**Problem to work on:**
Count the lines in the rows below that contain the string "array", matching case exactly. Reply with the number alone.

======== Supplied data

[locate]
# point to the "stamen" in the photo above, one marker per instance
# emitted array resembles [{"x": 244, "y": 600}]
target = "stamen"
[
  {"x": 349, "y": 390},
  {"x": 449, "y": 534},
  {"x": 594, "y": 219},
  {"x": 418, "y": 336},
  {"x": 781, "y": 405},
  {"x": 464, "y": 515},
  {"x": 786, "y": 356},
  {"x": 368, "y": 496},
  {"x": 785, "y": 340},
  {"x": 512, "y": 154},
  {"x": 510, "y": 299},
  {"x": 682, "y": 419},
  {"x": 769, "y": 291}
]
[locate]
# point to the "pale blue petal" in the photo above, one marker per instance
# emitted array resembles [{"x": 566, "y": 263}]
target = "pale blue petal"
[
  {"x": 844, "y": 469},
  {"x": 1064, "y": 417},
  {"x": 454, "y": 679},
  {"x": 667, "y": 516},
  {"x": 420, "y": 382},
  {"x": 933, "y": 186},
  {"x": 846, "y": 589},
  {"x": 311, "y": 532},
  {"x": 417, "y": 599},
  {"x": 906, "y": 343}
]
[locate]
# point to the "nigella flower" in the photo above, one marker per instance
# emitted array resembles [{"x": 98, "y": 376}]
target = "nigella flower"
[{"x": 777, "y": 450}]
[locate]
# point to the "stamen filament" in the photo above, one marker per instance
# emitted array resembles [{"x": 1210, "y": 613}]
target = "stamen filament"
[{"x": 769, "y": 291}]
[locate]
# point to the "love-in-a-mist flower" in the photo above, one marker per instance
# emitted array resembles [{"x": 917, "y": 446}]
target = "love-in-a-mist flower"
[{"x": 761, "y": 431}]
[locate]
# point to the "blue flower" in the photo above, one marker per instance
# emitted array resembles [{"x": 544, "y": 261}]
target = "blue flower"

================

**Final result:**
6